◆ WHAT TO PRODUCE ◆
Write out exactly the lines below that run from the line containing "the tree bark" through the last line of the records.
((
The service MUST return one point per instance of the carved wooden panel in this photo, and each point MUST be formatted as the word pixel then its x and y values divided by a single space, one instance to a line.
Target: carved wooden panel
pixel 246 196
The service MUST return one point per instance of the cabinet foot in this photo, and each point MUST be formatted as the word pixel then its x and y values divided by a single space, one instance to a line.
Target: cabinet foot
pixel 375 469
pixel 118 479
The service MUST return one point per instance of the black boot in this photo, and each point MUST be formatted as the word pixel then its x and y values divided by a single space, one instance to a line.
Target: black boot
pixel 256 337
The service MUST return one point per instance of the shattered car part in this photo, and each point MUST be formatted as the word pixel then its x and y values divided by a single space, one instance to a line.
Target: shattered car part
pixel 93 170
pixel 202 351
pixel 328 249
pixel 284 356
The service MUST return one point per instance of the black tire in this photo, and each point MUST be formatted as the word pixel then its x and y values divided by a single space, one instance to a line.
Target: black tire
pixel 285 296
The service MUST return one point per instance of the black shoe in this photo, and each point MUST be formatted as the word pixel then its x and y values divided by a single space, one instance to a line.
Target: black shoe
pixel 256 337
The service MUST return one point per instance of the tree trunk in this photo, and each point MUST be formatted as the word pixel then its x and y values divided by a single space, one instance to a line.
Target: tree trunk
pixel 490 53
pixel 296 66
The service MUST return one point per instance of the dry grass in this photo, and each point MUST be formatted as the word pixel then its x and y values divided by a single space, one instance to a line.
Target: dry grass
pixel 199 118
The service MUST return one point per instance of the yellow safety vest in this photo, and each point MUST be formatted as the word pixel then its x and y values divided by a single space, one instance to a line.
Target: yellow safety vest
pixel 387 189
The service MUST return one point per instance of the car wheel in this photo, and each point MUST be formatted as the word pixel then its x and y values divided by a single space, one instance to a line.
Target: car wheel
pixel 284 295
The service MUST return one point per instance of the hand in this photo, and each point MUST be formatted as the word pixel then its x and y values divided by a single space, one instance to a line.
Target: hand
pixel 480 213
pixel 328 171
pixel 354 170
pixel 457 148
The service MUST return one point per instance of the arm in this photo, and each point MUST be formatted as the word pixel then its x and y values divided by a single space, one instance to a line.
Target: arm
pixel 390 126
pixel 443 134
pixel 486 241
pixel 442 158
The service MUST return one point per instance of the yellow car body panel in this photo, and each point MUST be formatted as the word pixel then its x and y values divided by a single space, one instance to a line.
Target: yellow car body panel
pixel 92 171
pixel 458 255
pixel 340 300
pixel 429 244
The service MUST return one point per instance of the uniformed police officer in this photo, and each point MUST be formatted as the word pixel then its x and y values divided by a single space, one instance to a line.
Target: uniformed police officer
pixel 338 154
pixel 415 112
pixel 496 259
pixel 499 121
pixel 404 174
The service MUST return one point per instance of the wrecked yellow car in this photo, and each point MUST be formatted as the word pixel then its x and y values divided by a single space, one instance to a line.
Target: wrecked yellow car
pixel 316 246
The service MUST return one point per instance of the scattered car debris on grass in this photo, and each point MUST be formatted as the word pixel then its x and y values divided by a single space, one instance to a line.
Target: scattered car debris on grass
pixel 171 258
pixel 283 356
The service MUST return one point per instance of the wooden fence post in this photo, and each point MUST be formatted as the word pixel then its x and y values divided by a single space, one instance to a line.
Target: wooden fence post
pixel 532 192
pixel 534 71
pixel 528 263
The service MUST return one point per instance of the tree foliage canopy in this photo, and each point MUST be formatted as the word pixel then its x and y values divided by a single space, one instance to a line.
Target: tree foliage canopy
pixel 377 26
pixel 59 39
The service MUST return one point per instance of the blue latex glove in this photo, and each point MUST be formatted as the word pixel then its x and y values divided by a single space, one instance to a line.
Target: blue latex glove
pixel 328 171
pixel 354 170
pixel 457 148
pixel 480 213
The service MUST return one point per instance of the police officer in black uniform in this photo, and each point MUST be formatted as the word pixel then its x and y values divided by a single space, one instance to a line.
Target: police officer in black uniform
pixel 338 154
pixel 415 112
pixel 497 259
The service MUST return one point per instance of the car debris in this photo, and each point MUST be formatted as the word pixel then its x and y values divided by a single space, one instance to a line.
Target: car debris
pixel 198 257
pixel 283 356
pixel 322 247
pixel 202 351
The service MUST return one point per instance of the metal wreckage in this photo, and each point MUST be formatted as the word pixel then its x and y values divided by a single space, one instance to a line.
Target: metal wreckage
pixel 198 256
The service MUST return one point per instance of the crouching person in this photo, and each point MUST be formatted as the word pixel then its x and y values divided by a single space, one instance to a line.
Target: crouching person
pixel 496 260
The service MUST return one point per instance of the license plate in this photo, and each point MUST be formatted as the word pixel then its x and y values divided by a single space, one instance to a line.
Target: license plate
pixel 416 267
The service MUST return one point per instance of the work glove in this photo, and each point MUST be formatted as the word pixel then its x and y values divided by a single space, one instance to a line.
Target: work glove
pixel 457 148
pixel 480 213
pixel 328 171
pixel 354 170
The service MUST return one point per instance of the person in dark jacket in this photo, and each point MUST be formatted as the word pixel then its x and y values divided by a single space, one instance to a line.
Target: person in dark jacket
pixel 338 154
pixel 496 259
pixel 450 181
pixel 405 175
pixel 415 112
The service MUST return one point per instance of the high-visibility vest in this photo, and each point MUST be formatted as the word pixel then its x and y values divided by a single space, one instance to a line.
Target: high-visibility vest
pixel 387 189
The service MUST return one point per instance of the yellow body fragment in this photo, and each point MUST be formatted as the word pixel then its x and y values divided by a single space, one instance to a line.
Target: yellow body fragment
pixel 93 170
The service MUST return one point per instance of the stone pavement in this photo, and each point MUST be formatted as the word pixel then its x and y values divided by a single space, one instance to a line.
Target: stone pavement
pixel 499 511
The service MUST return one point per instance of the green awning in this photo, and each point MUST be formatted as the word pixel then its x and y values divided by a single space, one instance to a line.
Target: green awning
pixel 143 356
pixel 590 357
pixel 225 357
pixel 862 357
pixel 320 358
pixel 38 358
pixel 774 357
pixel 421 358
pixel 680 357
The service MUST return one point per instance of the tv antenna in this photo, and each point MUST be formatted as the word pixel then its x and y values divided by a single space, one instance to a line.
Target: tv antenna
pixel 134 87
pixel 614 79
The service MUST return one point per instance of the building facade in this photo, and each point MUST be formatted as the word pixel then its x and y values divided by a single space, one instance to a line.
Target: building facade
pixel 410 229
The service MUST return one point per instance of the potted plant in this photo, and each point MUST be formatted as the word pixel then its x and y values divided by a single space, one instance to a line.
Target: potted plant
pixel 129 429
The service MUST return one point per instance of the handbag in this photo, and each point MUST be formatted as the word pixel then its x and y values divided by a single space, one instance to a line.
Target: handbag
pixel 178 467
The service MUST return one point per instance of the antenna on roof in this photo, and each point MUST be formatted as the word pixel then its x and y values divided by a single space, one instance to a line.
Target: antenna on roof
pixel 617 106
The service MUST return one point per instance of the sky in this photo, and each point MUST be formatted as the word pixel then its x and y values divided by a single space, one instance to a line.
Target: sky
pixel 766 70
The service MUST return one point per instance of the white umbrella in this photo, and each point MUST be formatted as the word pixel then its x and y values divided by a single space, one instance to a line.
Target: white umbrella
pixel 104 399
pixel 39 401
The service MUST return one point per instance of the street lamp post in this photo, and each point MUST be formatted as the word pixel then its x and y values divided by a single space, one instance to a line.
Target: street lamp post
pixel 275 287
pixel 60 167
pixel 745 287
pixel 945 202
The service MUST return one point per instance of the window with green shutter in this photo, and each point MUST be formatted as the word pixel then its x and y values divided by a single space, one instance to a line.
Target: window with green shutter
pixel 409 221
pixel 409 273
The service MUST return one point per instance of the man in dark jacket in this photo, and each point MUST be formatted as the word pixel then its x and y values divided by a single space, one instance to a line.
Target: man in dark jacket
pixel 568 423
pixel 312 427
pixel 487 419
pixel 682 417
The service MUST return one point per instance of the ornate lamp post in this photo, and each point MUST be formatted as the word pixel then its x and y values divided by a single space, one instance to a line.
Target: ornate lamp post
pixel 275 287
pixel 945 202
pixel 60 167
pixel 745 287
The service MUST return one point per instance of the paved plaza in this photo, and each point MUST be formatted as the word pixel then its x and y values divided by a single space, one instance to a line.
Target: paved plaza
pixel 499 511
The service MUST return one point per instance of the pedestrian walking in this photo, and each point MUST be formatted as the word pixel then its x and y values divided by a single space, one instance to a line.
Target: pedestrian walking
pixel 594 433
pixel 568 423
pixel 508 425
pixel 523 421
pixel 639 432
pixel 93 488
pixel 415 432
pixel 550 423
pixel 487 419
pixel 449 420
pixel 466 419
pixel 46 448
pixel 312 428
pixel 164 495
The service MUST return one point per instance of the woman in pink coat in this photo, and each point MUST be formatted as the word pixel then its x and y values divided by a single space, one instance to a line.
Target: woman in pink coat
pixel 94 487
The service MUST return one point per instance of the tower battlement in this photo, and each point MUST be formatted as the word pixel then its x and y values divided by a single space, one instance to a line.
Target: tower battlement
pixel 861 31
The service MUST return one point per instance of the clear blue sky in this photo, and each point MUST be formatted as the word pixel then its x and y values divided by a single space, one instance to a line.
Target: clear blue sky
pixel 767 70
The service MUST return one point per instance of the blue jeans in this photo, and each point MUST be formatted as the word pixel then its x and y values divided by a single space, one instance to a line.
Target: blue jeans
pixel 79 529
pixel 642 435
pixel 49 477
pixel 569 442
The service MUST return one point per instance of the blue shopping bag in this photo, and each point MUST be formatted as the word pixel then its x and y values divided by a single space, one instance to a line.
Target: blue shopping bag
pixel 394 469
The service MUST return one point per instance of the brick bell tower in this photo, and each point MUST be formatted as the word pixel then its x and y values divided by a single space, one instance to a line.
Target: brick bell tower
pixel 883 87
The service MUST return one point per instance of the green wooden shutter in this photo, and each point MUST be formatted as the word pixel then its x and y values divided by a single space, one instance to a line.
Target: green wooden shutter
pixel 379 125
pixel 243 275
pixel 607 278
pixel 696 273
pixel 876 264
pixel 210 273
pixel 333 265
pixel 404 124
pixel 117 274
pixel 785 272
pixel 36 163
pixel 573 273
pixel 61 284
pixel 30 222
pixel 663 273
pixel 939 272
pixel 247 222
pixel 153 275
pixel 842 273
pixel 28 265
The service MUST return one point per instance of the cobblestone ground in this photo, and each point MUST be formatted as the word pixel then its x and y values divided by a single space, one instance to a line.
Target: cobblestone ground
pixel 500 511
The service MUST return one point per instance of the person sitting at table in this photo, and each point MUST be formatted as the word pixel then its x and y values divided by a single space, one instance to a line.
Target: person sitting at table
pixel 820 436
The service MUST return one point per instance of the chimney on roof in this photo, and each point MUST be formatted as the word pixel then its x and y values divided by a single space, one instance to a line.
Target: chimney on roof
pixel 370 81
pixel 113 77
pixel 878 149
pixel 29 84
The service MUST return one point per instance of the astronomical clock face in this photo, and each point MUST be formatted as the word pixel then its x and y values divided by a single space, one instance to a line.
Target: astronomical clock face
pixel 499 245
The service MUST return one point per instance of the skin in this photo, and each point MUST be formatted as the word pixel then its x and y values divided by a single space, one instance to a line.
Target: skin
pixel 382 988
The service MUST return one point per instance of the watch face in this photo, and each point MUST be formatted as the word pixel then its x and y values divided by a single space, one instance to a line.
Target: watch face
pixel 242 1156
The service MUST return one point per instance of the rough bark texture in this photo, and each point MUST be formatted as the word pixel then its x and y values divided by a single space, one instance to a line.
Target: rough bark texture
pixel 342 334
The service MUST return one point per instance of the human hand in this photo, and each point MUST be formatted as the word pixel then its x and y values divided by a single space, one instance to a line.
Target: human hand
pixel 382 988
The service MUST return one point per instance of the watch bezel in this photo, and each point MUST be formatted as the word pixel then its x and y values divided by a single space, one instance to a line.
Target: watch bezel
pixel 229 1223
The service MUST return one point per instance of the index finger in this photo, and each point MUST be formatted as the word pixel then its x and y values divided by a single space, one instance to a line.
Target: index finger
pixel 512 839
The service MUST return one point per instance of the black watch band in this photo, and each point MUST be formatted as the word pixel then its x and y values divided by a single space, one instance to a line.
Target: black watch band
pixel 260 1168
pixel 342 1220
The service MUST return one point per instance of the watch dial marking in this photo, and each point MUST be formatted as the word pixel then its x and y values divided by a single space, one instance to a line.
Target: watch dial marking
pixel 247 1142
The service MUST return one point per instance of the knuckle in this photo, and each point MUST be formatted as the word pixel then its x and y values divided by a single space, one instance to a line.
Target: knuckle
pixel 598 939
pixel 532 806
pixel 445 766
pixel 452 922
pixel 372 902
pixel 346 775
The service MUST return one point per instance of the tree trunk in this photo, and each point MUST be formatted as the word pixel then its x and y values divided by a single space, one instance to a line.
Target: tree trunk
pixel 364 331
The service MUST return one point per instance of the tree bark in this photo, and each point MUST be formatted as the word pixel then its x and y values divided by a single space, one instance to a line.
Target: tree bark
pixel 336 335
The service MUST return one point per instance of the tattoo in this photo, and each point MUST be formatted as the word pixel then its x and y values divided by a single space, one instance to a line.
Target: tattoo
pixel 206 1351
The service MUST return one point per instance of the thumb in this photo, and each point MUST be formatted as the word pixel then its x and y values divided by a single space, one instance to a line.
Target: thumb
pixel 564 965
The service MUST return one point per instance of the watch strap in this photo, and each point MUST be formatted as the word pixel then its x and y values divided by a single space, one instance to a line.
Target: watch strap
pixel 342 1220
))
◆ SOLUTION ◆
The service MUST return one point per instance of the tree bark in this photo, and each point MUST be formatted as the word pixel then its x and y values divided by a single space, one instance to a line.
Target: tree bark
pixel 336 335
The service MUST return one point per instance of the tattoo in this photo, and each point MUST be formatted as the word pixel then its x and y values divided by a single space, one instance to a line.
Target: tattoo
pixel 206 1351
The service MUST return one point per instance of the thumb in this photo, and each point MUST be formatted as the word pixel then its x and y values divided by a single space, one instance to a line.
Target: thumb
pixel 564 965
The service MUST return one point per instance of the watch strap in this photo, and each point MUST be formatted as the word pixel then its x and y values divided by a single space, one instance to a line.
Target: watch strap
pixel 342 1220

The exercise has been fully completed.